Brief => The full set of entries below, restated word for word and stripped of images, is the expected result.

[Source records]
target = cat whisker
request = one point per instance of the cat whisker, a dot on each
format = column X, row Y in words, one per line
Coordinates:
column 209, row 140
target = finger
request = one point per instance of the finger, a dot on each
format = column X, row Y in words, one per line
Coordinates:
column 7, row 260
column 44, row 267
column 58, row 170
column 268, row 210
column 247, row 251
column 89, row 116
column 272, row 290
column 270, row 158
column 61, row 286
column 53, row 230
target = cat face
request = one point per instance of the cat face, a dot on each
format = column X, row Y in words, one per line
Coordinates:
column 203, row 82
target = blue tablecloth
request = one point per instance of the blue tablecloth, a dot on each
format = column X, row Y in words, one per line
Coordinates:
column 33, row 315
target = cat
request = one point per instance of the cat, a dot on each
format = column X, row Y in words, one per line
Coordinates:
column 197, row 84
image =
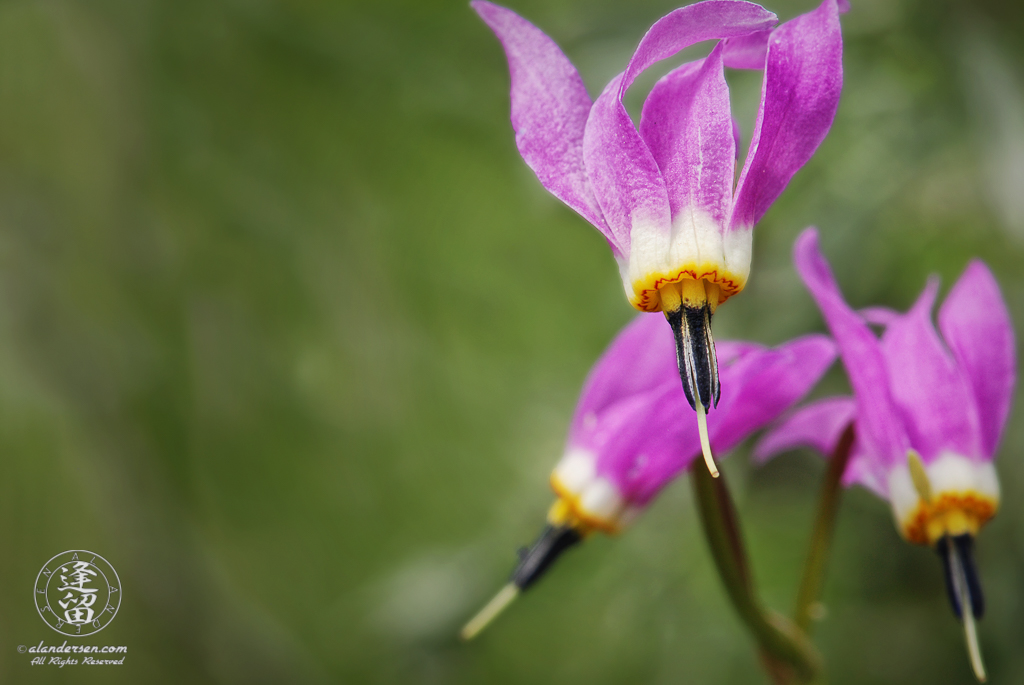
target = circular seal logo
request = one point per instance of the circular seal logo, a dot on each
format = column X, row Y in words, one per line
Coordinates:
column 78, row 593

Exercise output =>
target = cat whisker
request = one point per instance of the cat whisker, a dot on each
format = column X, row Y in words, one per line
Coordinates:
column 209, row 140
target = finger
request = one point per instance of the finger, a dot on each
format = column X, row Y in words, one per line
Coordinates:
column 7, row 260
column 44, row 267
column 58, row 170
column 268, row 210
column 247, row 251
column 89, row 116
column 272, row 290
column 270, row 158
column 61, row 286
column 53, row 230
target = cat face
request = one point per instance of the cat face, a dot on each
format = column X, row Y in words, one per line
Coordinates:
column 203, row 82
target = blue tablecloth
request = one point per instance of the blue tablecloth, a dot on each
format = column X, row Y in words, one per line
Coordinates:
column 33, row 315
target = cat
request = one point per instance of the cat, a dot on each
format = column X, row Y in words, one per line
Coordinates:
column 197, row 84
image =
target = circular seal logo
request = one point per instance of the circular seal logo, a dot on each
format = column X, row Y in words, one per line
Coordinates:
column 78, row 593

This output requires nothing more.